**Aim:**
Copy the following records word for word, keeping every line as it is.

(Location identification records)
◇ ◇ ◇ ◇ ◇
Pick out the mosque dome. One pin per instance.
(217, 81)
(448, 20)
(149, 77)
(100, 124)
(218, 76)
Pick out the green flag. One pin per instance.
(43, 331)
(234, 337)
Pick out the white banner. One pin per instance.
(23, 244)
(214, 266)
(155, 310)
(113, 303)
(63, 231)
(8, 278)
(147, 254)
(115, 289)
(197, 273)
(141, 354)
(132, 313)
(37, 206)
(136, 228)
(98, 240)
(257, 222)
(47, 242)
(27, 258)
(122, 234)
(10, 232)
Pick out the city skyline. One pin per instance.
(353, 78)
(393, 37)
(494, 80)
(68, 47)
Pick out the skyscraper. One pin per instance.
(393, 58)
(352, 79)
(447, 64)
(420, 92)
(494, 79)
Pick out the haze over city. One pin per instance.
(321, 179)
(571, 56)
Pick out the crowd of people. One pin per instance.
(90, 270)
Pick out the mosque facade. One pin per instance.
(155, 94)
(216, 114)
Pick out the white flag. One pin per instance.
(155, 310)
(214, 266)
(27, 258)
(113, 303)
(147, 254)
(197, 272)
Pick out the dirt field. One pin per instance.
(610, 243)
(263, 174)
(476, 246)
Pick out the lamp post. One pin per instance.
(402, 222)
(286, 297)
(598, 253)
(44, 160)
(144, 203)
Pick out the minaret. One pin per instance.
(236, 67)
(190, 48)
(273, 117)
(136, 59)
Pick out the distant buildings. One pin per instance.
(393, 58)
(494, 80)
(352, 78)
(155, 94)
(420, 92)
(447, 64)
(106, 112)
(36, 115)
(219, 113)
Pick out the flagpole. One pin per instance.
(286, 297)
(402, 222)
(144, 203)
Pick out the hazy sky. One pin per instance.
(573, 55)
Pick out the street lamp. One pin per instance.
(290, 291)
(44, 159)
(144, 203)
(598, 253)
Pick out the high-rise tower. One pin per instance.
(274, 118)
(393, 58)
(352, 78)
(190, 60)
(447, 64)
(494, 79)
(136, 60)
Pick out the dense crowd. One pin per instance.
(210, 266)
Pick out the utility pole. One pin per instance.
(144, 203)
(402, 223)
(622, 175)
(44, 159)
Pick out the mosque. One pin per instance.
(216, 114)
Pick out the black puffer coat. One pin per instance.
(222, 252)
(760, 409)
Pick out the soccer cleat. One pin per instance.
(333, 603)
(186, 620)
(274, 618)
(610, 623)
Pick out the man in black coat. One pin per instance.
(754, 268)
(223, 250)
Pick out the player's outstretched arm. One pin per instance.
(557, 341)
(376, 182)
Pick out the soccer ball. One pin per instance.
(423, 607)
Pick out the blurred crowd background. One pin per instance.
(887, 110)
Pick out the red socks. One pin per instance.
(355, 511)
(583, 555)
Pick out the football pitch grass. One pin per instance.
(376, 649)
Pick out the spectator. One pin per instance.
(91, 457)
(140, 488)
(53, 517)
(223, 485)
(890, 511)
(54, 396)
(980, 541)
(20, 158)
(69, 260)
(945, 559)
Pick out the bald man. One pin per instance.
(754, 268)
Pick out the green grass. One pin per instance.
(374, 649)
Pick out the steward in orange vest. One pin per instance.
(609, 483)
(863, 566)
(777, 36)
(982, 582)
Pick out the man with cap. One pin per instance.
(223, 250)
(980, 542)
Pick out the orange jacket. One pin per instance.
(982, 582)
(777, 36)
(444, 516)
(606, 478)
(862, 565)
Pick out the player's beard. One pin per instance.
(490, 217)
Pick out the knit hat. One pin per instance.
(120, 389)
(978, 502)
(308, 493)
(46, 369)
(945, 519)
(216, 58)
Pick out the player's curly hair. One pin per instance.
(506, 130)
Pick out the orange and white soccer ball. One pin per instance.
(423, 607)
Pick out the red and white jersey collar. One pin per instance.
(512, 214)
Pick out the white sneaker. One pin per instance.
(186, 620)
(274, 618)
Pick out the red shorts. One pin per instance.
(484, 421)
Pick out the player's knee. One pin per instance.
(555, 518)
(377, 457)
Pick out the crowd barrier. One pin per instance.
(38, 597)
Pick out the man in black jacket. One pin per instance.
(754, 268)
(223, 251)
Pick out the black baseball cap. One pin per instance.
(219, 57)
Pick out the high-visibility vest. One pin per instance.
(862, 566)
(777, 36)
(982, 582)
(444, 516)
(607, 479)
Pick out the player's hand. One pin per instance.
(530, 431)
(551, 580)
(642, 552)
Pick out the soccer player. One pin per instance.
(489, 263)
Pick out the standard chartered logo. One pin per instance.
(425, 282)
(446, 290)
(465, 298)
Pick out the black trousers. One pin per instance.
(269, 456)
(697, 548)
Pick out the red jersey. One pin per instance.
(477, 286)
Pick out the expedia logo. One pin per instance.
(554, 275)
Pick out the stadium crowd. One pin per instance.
◇ ◇ ◇ ◇ ◇
**Exercise solution:**
Pick out the mosque dome. One pin per instance.
(217, 81)
(448, 20)
(149, 77)
(100, 124)
(218, 76)
Pick out the green flag. One pin per instance.
(43, 331)
(234, 337)
Pick out the white banner. One pin per instance.
(23, 244)
(214, 266)
(155, 310)
(113, 303)
(63, 231)
(8, 278)
(147, 254)
(115, 289)
(197, 273)
(141, 354)
(132, 313)
(37, 206)
(136, 228)
(98, 240)
(257, 222)
(47, 242)
(27, 258)
(122, 234)
(10, 232)
Pick out the city skyline. One pin per instance.
(353, 78)
(393, 37)
(494, 80)
(68, 47)
Pick out the skyscraper. One pin per instance.
(393, 58)
(352, 79)
(447, 64)
(420, 92)
(494, 79)
Pick out the haze over city. One pin per instance.
(321, 179)
(571, 56)
Pick out the crowd of people. One pin per instance.
(90, 270)
Pick out the mosque facade. One pin per instance.
(155, 94)
(216, 114)
Pick out the white flag. One pin per instance.
(155, 310)
(214, 266)
(27, 258)
(113, 303)
(147, 254)
(197, 272)
Pick out the dirt field. One pin per instance.
(610, 243)
(263, 174)
(476, 246)
Pick out the lamp post. One pin per instance.
(402, 222)
(286, 297)
(598, 253)
(44, 160)
(144, 203)
Pick out the minaret. One pin per instance.
(236, 67)
(190, 48)
(273, 117)
(136, 59)
Pick out the distant buildings. One pin per instance.
(393, 58)
(494, 80)
(352, 78)
(155, 94)
(420, 92)
(447, 64)
(106, 112)
(36, 115)
(219, 113)
Pick out the flagpole. One pin per instance.
(286, 297)
(402, 222)
(144, 203)
Pick out the hazy sky. One pin per instance.
(573, 55)
Pick out the street lamp. One pin per instance.
(290, 291)
(44, 159)
(144, 203)
(598, 253)
Pick out the high-rise tower. One pin per instance.
(274, 118)
(393, 58)
(352, 78)
(190, 60)
(447, 64)
(494, 79)
(136, 60)
Pick out the dense crowd. One pin per instance.
(210, 266)
Pick out the utility pole. One pin per instance.
(144, 203)
(402, 223)
(622, 175)
(44, 159)
Pick out the mosque. One pin per instance.
(216, 114)
Pick out the black puffer coat. One pin per instance.
(222, 252)
(760, 409)
Pick out the soccer cleat. One pin per instance.
(333, 603)
(186, 620)
(274, 618)
(610, 623)
Pick out the man in black coat. One pin per instance.
(754, 268)
(223, 250)
Pick out the player's outstretched arm. One pin per instance.
(557, 341)
(376, 182)
Pick out the soccer ball. One pin per instance.
(423, 607)
Pick out the blurred crowd background. One pin per instance.
(887, 110)
Pick out the red socks. One pin per instance.
(355, 511)
(583, 555)
Pick out the football pitch grass. One pin per instance.
(376, 649)
Pick out the spectator. One pin per instance.
(91, 457)
(140, 488)
(53, 517)
(223, 485)
(890, 511)
(54, 396)
(980, 541)
(20, 158)
(69, 260)
(945, 559)
Pick out the bald man. One pin per instance.
(754, 268)
Pick out the green grass. One pin per instance.
(374, 649)
Pick out the steward in orange vest. One pin per instance.
(609, 483)
(863, 566)
(777, 36)
(982, 582)
Pick out the man with cap. One pin per instance.
(223, 250)
(980, 542)
Pick out the orange jacket. One pin per instance.
(982, 582)
(777, 36)
(444, 516)
(606, 478)
(862, 565)
Pick out the player's beard. One pin per instance.
(490, 217)
Pick out the knit hat. One pin per instance.
(120, 389)
(978, 502)
(308, 493)
(46, 369)
(945, 519)
(216, 58)
Pick out the player's curly hair. One pin per instance.
(506, 130)
Pick out the orange and white soccer ball. One pin per instance.
(423, 607)
Pick out the red and white jersey collar. One pin per instance.
(512, 214)
Pick out the white sneaker. One pin per instance.
(186, 620)
(274, 618)
Pick out the red shorts. One pin per instance.
(484, 421)
Pick out the player's knee. One pin per instance.
(555, 518)
(377, 457)
Pick out the crowd barrier. One pin per instance.
(38, 597)
Pick out the man in black jacket. One pin per instance.
(754, 268)
(223, 251)
Pick out the black baseball cap. One pin per instance.
(219, 57)
Pick out the high-visibility vest. One pin per instance.
(862, 566)
(777, 36)
(982, 582)
(444, 516)
(607, 479)
Pick out the player's hand. One pin per instance.
(530, 431)
(551, 580)
(642, 552)
Pick out the soccer player. One pin per instance.
(489, 263)
Pick out the standard chartered logo. One pin per instance.
(425, 282)
(446, 290)
(465, 298)
Pick out the black trousers. One pin per instance.
(269, 456)
(697, 548)
Pick out the red jersey. One pin per instance.
(477, 286)
Pick out the expedia logo. One pin per instance.
(554, 275)
Pick out the stadium crowd. One pin per instance.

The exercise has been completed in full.